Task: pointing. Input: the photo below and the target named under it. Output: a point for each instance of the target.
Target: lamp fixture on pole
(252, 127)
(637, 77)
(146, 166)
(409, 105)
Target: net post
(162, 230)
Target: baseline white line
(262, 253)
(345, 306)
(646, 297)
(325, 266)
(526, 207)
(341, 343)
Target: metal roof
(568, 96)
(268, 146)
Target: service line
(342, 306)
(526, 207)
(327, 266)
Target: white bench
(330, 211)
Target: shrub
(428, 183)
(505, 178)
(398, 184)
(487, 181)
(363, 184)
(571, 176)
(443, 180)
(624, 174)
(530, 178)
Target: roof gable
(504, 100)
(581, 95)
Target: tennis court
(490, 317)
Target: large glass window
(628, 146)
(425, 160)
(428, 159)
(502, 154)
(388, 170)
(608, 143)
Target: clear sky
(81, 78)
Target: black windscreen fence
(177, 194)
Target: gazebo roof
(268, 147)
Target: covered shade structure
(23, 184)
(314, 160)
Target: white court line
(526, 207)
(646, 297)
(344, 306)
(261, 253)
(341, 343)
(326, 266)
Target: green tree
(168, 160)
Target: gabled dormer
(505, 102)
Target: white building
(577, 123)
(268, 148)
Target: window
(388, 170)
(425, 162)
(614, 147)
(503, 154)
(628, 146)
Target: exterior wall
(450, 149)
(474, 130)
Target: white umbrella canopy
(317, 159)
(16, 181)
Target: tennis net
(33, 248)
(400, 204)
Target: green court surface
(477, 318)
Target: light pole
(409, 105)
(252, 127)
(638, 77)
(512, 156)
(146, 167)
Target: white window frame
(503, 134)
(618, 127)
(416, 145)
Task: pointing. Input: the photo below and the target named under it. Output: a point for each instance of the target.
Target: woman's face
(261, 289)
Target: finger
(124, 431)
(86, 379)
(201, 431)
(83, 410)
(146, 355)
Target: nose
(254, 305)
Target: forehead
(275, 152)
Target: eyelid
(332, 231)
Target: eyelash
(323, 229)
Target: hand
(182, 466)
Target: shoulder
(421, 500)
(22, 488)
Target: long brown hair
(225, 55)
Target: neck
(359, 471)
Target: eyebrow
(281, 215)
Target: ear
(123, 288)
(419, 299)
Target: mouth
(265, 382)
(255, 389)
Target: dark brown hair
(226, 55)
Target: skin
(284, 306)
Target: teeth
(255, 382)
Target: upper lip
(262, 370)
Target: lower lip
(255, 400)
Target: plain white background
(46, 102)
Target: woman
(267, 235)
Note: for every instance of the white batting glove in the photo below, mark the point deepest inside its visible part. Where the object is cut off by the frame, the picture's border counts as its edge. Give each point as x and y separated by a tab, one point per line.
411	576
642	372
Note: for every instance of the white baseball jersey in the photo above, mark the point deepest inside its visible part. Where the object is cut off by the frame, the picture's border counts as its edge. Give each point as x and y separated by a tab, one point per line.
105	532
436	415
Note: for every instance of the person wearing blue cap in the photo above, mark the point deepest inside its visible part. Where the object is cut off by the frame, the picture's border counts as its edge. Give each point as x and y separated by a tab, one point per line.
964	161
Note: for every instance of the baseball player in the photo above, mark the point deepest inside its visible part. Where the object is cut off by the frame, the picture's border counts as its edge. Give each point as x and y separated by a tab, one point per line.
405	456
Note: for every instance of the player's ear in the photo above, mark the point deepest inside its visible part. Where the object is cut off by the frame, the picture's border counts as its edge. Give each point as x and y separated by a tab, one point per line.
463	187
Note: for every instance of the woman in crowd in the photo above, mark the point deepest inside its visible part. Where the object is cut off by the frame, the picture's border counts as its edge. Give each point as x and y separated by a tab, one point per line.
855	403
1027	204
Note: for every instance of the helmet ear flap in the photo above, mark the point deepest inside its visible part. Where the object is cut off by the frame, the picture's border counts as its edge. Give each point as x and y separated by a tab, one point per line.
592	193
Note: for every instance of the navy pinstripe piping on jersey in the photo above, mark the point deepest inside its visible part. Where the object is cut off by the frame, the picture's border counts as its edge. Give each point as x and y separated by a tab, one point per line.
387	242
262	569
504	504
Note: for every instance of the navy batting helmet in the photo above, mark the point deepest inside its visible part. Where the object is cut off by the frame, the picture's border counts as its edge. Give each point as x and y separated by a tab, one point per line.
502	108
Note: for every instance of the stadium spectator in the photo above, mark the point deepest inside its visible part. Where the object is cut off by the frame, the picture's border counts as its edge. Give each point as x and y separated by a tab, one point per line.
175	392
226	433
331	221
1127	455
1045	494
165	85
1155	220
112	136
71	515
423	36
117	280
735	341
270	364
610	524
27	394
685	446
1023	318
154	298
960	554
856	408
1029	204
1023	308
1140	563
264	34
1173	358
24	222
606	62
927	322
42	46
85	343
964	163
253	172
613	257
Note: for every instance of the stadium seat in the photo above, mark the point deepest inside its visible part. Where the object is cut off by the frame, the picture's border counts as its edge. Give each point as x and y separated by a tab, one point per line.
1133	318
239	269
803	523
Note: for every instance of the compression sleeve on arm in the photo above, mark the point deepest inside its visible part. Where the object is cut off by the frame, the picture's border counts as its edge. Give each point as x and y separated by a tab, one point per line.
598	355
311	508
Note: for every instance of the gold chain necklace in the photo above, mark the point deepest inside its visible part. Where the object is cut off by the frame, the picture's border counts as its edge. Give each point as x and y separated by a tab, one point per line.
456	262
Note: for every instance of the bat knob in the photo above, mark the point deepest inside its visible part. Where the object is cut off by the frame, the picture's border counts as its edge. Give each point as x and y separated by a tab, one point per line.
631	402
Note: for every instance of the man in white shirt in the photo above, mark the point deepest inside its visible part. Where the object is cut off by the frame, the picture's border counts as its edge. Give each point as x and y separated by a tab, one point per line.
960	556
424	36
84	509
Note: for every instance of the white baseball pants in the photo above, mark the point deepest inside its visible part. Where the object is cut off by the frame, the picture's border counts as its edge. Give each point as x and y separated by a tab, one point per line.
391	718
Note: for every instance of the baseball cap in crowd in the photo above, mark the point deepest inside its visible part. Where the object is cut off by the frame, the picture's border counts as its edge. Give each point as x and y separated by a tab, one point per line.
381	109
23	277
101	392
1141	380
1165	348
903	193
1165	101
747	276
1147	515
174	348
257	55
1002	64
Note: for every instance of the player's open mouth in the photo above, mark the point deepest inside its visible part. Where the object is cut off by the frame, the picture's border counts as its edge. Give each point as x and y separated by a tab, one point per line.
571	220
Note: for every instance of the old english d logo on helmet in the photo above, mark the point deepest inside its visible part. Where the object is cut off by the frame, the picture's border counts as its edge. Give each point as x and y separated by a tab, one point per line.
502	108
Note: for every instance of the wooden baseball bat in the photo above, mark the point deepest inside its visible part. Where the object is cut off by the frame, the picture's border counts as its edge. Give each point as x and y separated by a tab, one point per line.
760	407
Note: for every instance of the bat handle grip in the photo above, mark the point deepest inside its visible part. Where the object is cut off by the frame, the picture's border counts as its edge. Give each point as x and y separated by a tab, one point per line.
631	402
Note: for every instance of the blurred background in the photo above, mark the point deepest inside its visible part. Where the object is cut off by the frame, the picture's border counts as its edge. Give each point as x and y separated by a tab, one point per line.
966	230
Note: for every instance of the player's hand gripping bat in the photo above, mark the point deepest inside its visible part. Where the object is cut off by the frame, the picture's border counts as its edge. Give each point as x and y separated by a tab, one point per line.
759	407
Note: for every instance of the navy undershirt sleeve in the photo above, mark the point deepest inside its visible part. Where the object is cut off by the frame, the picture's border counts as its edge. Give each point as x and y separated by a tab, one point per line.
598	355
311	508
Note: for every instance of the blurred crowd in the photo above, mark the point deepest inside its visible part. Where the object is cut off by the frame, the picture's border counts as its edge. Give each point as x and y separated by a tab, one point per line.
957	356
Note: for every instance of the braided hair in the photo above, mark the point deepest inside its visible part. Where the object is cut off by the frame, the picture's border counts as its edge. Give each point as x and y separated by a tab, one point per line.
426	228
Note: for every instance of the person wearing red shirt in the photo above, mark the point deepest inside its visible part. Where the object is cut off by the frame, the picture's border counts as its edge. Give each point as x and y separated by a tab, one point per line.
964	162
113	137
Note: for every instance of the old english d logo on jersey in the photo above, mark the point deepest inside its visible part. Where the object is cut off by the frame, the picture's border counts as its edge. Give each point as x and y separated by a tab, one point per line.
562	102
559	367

** What is required **
Beginning at the line that holds "Note: for every instance of the blurred crowd", reproduce each line of the records above down to and including the last one.

** Exercise solution **
Note: for every instance of the blurred crowd in the photo above, mark the point deepest inside its visible part. Where the object is cut off by the frame, the picture's border counts as its edge. Give each point as x and y separated by a tab, one point per line.
957	356
Note: for every instance of the braided hair in the photo above, mark the point deepest inside its visible part. Where the object is cut off by the frame, the picture's border counts as its edge. Give each point as x and y separated by a tab, one point per line.
426	228
Note: for every instance of the person wearing red shirt in the photo above, mark the point deepest inside its visible part. Where the object is cut off by the frame, the picture's border counts as its edge. Give each point as x and y separated by a tab, one point per line.
964	162
113	137
Note: for every instance of the old english d logo on jersey in the photo above, mark the point deepest inside its visible part. Where the object is cut off by the frame, the picture's border counts as its edge. Give each point as x and y separated by a tab, one point per line.
562	102
559	367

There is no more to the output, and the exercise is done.